*Supplied text:*
The ability to sample high-speed signals will enable their direct digital signal processing. This task has proved challenging due to the need for fast and reliable ADCs. Delta-sigma modulators have recently become more practical due to improvements in technology that allow for implementation of high oversampling rates. Nonetheless, while electronic ADCs have been developed that are as fast as 18 GHz (1-bit) and 10 GHz (5-bit), the fastest commercially available electronic ADC currently known is the ADS1605/1606, a 16-bit delta-sigma ADC with a 5 MHz sampling rate, made by Texas Instruments. In order to effectively over-sample high-speed signals such as RF signals in C-band, an ADC with a sampling rate of over 100 GHz is needed.
Recently, a device having an optical switching time of 1.5 ps has been demonstrated, as discussed in Nishizawa et al., Ultrafast all optical switching by use of pulse trapping across zero-dispersion wavelength, Optics Express 11(4) 359-365 (24 Feb. 2003), incorporated herein by this reference. This and/or similar devices show promise for optical implementations of delta-sigma modulators.

*Supplied material:*
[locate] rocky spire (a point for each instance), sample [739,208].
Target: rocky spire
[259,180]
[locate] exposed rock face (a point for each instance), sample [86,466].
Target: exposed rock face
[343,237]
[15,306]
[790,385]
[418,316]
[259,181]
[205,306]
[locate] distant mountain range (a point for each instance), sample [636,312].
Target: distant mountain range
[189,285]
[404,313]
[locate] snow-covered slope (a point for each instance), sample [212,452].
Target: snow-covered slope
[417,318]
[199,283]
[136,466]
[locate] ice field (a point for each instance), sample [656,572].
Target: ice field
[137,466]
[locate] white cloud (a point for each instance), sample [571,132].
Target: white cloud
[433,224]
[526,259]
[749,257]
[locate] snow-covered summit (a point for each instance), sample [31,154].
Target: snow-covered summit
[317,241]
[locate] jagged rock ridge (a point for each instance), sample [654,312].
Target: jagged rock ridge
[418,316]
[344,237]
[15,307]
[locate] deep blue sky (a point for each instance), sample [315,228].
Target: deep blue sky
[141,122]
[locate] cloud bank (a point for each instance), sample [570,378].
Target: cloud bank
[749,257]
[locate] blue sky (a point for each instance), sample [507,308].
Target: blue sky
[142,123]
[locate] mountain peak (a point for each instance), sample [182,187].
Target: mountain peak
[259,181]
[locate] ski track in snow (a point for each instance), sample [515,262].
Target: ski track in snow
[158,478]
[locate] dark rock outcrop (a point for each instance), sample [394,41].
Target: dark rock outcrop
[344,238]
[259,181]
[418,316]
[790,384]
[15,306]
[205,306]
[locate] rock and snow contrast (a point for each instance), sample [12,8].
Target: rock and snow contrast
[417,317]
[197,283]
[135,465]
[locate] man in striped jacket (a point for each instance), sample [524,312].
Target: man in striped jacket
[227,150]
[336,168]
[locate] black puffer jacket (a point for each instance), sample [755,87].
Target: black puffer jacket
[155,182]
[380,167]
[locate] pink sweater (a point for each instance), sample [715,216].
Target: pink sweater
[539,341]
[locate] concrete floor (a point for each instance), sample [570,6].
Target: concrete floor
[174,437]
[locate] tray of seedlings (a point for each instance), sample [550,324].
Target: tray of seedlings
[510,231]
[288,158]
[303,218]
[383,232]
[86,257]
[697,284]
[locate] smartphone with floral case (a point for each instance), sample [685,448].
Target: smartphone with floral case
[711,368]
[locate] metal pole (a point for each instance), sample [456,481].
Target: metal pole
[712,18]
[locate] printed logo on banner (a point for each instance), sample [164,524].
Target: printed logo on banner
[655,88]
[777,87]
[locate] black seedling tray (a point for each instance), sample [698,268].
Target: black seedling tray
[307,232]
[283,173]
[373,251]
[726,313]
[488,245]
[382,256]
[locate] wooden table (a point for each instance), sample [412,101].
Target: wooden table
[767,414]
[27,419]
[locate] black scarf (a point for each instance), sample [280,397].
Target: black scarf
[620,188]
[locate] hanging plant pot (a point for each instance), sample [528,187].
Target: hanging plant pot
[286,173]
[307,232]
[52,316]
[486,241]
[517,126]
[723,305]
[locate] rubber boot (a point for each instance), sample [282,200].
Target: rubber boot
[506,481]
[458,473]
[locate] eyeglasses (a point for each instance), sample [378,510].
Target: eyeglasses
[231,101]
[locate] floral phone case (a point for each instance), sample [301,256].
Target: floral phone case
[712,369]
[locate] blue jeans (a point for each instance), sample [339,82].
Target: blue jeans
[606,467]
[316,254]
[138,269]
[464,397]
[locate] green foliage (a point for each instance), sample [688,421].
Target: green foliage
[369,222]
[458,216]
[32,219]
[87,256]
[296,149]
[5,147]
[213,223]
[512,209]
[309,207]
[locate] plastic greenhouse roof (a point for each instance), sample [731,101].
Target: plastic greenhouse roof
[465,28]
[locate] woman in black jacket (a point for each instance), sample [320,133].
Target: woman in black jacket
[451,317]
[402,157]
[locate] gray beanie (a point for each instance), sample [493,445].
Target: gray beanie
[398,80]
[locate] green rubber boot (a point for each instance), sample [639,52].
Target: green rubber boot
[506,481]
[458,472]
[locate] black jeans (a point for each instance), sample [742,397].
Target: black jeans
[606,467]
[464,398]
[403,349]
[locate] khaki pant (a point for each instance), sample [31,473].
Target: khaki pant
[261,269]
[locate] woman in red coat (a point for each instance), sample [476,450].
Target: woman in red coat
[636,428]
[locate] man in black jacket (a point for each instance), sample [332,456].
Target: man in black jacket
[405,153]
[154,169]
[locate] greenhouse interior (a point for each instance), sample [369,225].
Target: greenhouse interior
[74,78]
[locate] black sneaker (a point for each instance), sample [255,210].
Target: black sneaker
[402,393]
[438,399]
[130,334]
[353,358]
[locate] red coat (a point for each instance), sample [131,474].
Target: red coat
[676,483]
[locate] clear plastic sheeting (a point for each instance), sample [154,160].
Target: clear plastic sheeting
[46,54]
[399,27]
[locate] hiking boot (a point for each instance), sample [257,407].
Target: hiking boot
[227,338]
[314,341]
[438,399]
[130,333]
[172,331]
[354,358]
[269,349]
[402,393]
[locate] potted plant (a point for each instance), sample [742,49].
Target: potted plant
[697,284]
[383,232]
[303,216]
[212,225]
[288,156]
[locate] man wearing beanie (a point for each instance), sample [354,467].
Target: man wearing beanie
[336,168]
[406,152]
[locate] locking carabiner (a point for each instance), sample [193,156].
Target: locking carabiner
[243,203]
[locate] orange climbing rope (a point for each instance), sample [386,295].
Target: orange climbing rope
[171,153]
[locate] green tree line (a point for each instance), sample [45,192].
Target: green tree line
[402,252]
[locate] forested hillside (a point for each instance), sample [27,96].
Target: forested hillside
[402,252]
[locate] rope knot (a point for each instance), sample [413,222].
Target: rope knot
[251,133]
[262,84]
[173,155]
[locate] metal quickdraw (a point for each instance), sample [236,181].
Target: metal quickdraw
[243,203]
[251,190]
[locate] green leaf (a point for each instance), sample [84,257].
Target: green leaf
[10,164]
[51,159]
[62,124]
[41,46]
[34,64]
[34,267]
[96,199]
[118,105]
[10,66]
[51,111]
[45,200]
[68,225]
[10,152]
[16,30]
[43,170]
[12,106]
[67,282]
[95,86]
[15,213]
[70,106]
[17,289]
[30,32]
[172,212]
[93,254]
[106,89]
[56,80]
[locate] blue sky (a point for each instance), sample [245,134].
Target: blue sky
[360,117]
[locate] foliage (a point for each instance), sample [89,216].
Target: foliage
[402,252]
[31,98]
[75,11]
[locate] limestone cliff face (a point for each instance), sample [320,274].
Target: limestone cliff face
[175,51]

*Written task A:*
List every frequency value, with its unit, that the passage on high-speed ADCs gives.
*Written task B:*
Extend the passage on high-speed ADCs by writing what comes after its final sentence.
The lines above aren't needed for anything here.

*Output A:*
18 GHz, 10 GHz, 5 MHz, 100 GHz

*Output B:*
Conventional modulators produce bipolar output (1, −1). A difficulty with optical implementations is handling negative values. Existing optical implementations have used the interference of light beams to overcome this problem. The use of interferometric methods, however, presents stability problems due to the laser frequency and/or phase fluctuations and component vibration.
Another disadvantage of many conventional delta-sigma modulators is that they require sample-and-hold or similar devices, which slow the oversampling rate. A further disadvantage of existing delta-sigma modulators is that they are unable to adjust the input signal range, so that when a signal of interest is beyond the input signal range, the conventional delta-sigma modulator becomes unstable and is thus unable to modulate the signal.
Accordingly, there is still a need for faster electronic and/or optical ADCs with higher sampling frequencies.